» EXCERPT TO READ

Brazil’s Porto Primavera Dam sits on the Paraná River, 28 kilometers (17 miles) upstream from the confluence of the Paranapanema and Paraná Rivers. Constructed to provide hydroelectricity, this dam created the Porto Primavera Reservoir, which was filled in two stages in December 1998 and March 2001.
NASA’s Landsat satellite captured these images before and after the dam began filling Porto Primavera Reservoir. Landsat 5 acquired the top image on March 14, 1987, and Landsat 7 acquired the bottom image on May 12, 2000. The top image shows the Paraná River flowing unimpeded through the incomplete dam, which cuts partway across the river from the north. In this image, the relatively shallow river allows numerous islets to poke above the water’s surface. The bottom image shows the reservoir created by the dam. In this image, the reservoir covers a much wider area, and many of the islets that had been visible in the top image no longer appear.
Any reservoir substantially alters the river on which it is built, changing the water flow, the occurrence and frequency of flooding, the amount of nutrients delivered to seasonally flooded areas, even the temperature conditions downstream of the dam. In 2006, a study of the effects of the Porto Primavera Dam indicated that it had affected fish reproduction downstream.

» DATASET EXTRACT
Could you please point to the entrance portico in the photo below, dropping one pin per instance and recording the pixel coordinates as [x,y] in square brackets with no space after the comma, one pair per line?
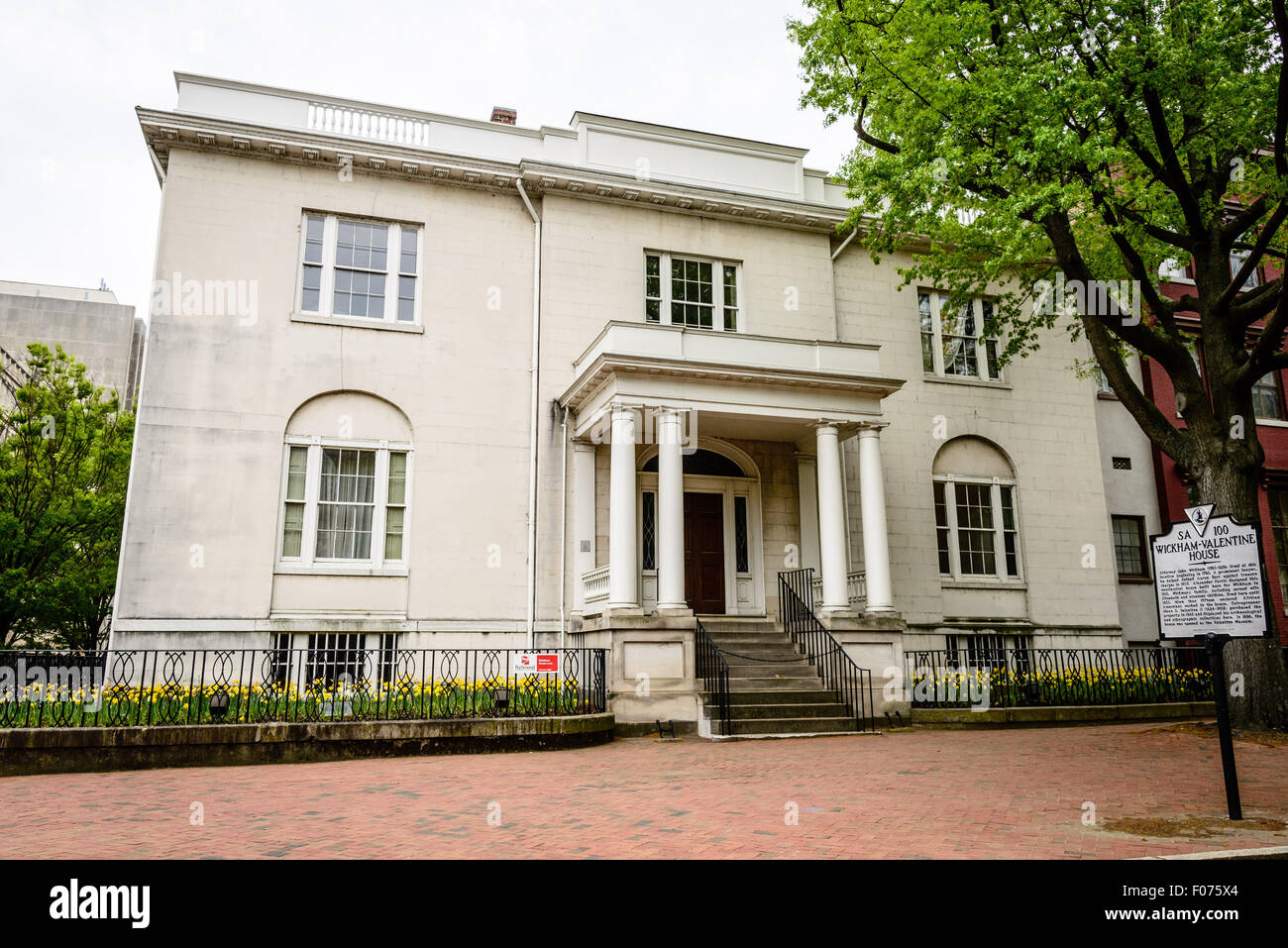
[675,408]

» TASK PROMPT
Return the stretch of the passage on the Porto Primavera Dam from "Any reservoir substantially" through "fish reproduction downstream.", copied word for word.

» CORRECT OUTPUT
Any reservoir substantially alters the river on which it is built, changing the water flow, the occurrence and frequency of flooding, the amount of nutrients delivered to seasonally flooded areas, even the temperature conditions downstream of the dam. In 2006, a study of the effects of the Porto Primavera Dam indicated that it had affected fish reproduction downstream.